"""

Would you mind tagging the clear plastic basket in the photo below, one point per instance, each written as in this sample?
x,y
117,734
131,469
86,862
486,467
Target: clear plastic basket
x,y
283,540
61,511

"""

Edita las líneas de todos los registros sustituyendo "basket" por "crate" y deja todo lo demás sin cambios.

Would you mind tagging the clear plastic crate in the photo below, one point per instance, each written as in this sample?
x,y
117,734
131,469
86,862
486,467
Target: clear plastic crate
x,y
283,540
61,511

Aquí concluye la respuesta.